Your task. Every record here needs to be retyped exactly.
(Entries supplied Opens)
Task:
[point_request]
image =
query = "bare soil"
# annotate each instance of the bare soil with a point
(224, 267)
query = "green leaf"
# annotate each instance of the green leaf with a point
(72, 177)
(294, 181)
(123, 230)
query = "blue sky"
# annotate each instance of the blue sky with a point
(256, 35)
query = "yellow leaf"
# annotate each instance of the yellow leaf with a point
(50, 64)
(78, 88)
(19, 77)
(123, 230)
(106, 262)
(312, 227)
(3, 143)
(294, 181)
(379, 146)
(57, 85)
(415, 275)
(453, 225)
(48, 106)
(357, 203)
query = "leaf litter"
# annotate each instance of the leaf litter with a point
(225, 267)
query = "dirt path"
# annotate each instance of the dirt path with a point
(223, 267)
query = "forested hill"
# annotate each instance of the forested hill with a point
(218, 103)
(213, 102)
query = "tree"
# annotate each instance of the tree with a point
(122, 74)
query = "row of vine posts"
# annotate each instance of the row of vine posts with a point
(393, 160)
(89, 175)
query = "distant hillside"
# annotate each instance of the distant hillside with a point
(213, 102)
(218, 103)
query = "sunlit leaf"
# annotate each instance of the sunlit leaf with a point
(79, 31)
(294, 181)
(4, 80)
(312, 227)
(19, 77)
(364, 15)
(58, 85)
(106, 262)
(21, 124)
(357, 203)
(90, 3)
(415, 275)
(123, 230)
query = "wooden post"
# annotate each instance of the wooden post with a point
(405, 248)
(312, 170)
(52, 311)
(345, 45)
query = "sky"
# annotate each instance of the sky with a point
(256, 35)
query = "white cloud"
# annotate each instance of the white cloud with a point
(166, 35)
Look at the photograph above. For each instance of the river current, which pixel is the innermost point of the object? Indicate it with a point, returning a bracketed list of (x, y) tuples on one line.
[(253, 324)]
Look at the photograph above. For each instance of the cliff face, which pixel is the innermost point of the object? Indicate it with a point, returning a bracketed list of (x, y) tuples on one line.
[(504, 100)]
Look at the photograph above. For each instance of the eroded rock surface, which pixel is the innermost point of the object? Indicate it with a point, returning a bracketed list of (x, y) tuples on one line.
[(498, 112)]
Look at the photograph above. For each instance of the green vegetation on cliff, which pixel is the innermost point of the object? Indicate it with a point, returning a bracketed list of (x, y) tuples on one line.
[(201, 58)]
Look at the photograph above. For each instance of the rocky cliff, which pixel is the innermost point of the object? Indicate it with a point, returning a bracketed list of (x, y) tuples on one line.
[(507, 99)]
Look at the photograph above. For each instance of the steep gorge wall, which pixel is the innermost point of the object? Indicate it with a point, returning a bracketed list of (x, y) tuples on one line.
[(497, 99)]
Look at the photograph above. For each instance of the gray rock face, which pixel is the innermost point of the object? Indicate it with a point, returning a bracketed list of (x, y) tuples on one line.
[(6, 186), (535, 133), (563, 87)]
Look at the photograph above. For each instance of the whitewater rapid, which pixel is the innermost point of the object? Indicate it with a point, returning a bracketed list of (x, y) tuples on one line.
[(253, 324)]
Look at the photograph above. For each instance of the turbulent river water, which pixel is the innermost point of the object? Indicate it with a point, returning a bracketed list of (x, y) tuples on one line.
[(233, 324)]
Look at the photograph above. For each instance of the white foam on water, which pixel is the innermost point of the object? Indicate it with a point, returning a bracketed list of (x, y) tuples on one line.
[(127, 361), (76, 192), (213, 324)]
(Entries supplied Closes)
The completed task.
Task:
[point_request]
image =
query = "bare soil"
# annotate each instance of the bare soil with a point
(224, 267)
query = "green leaf"
# annotate each instance of the green leaf with a point
(72, 177)
(294, 181)
(123, 230)
query = "blue sky"
# annotate each instance of the blue sky with a point
(256, 35)
query = "yellow leaf"
# annotate each instance of the yellow leaf with a point
(50, 64)
(78, 88)
(19, 77)
(123, 230)
(106, 262)
(312, 227)
(3, 143)
(294, 181)
(379, 146)
(57, 85)
(415, 275)
(453, 225)
(48, 106)
(357, 203)
query = "leaf litter"
# annotate each instance of the leaf litter with a point
(225, 267)
query = "dirt path"
# annotate each instance of the dirt path with a point
(223, 267)
query = "forested hill"
# annotate each instance of the forested hill with a point
(218, 103)
(213, 102)
query = "tree"
# annotate each instance of the tree with a point
(122, 74)
query = "row of vine posts"
# annotate each instance of the row of vine posts with a point
(393, 160)
(89, 175)
query = "distant hillside"
# annotate each instance of the distant hillside with a point
(213, 102)
(218, 103)
query = "sunlit leaf"
# annotate each instance of the sunlit leaf with a point
(79, 31)
(294, 181)
(4, 80)
(312, 227)
(19, 77)
(364, 15)
(58, 85)
(106, 262)
(21, 124)
(357, 203)
(90, 3)
(415, 275)
(123, 230)
query = "wooden post"
# annotate each instance of the wooden post with a point
(405, 248)
(312, 170)
(52, 311)
(345, 45)
query = "sky"
# annotate each instance of the sky with a point
(256, 35)
query = "white cloud"
# annotate each instance of the white cloud with a point
(166, 35)
Look at the photograph above. For each instance of the river current, which pixel is the innermost point of the object? Indicate it with a point, returning a bracketed list of (x, y) tuples on one line.
[(253, 324)]
Look at the photograph above. For each instance of the cliff face, which pixel is the innermost point of the object? Indicate it with a point, returning a bracketed list of (x, y) tuples on one line.
[(504, 100)]
Look at the photograph above. For each instance of the eroded rock surface, which pixel is the innermost point of the object? Indicate it with a point, returning a bracketed list of (x, y) tuples on one line.
[(498, 112)]
Look at the photograph above. For each instance of the green vegetation on cliff, which pixel is the innermost point of the object? Indicate it with a point, returning a bracketed list of (x, y) tuples on one line.
[(201, 58)]
Look at the photograph above. For each instance of the rocky cliff, which pixel is the innermost point of the object? Indicate it with a point, returning a bracketed list of (x, y) tuples on one line.
[(507, 99)]
Look at the photograph above. For each instance of the steep gorge wall, which pixel is the innermost point of the object? Indicate it with a point, returning a bracketed list of (x, y) tuples on one line.
[(497, 99)]
Look at the photograph above. For each instance of the gray rock face, which pixel is the innermost point of the object? Indicate it with a point, returning a bracketed list of (x, y) tuples on one line.
[(6, 186), (535, 133), (563, 87)]
Look at the photograph above. For each instance of the whitewater rapid, which pixel is the innermost point of the object? Indicate it with a point, returning a bracketed list of (x, y) tuples on one line.
[(253, 324)]
Look at the photograph above. For each instance of the turbulent river water, which pixel is the innermost point of the object? Indicate it with a point, returning a bracketed list of (x, y) tuples on one line.
[(233, 324)]
Look at the photograph above. For each instance of the white foam on water, which pixel is the innermost point of the object? Indicate it with a point, returning a bracketed list of (x, y) tuples on one line.
[(127, 361), (76, 192), (213, 324)]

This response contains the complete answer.